— Your task —
Return only the lines from the start of the records through the line that contains "of the grass", inclusive; leave out all pictures.

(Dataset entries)
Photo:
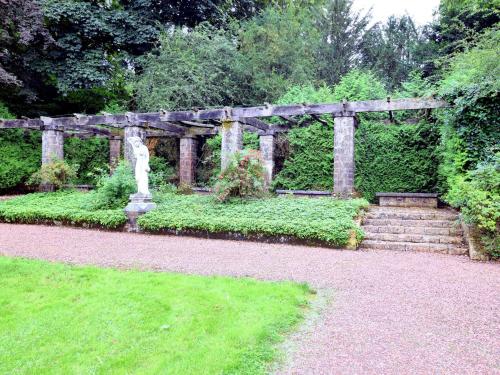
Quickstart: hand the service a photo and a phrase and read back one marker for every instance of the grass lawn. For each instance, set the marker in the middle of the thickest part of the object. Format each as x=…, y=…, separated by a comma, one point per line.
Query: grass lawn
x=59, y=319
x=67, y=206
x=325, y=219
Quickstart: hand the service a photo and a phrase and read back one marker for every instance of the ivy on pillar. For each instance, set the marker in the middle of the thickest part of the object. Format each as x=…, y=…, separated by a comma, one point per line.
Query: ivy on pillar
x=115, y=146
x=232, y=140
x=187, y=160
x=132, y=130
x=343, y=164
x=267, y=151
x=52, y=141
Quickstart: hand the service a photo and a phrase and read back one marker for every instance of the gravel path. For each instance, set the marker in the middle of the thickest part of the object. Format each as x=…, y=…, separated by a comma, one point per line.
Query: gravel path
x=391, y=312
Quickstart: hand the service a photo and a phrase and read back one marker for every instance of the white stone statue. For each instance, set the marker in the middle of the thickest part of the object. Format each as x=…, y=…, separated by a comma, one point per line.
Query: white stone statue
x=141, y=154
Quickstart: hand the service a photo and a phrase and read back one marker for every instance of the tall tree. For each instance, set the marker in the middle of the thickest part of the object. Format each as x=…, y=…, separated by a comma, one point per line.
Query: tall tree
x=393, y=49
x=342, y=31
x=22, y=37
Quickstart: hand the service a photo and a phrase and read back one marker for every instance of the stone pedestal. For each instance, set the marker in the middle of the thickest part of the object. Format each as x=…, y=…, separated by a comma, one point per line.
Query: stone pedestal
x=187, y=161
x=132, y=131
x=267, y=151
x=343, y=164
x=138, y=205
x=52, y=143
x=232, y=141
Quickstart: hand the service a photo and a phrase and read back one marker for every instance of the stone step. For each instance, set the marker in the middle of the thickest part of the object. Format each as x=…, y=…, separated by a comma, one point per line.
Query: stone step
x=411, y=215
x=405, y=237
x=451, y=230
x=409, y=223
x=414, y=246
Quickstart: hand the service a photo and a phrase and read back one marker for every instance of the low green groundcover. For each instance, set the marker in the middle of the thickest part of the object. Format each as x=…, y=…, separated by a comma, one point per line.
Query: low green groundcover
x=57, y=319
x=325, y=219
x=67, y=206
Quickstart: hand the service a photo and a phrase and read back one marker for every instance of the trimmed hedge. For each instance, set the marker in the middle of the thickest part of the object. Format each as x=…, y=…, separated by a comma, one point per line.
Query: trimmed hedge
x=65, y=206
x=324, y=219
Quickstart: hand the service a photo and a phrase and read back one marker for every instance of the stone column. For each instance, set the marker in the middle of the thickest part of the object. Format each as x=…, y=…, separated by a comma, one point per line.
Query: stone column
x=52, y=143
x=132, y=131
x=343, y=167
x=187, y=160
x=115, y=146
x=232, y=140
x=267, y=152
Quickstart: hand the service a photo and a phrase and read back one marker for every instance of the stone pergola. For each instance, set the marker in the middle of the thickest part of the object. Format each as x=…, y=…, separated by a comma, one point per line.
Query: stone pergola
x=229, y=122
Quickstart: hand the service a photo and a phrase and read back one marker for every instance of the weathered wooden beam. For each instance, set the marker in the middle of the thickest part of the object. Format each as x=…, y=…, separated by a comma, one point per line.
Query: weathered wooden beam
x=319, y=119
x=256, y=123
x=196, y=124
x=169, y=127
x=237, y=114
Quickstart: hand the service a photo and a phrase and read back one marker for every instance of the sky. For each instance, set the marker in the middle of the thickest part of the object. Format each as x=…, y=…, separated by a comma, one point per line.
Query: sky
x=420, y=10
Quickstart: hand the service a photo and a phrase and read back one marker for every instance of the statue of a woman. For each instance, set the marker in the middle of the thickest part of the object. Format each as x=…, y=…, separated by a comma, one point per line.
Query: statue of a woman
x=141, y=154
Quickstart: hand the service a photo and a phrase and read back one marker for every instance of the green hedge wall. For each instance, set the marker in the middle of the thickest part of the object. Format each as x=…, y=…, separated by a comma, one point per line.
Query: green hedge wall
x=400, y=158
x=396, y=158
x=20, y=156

— Result for this task —
Photo:
Quickstart: hand the service a photo and a phrase and read back one marker for every instance of the grass lawn. For each instance, set the marker in the middle of the thickest part of the object. Format each as x=…, y=…, separated by a comma, one point per line.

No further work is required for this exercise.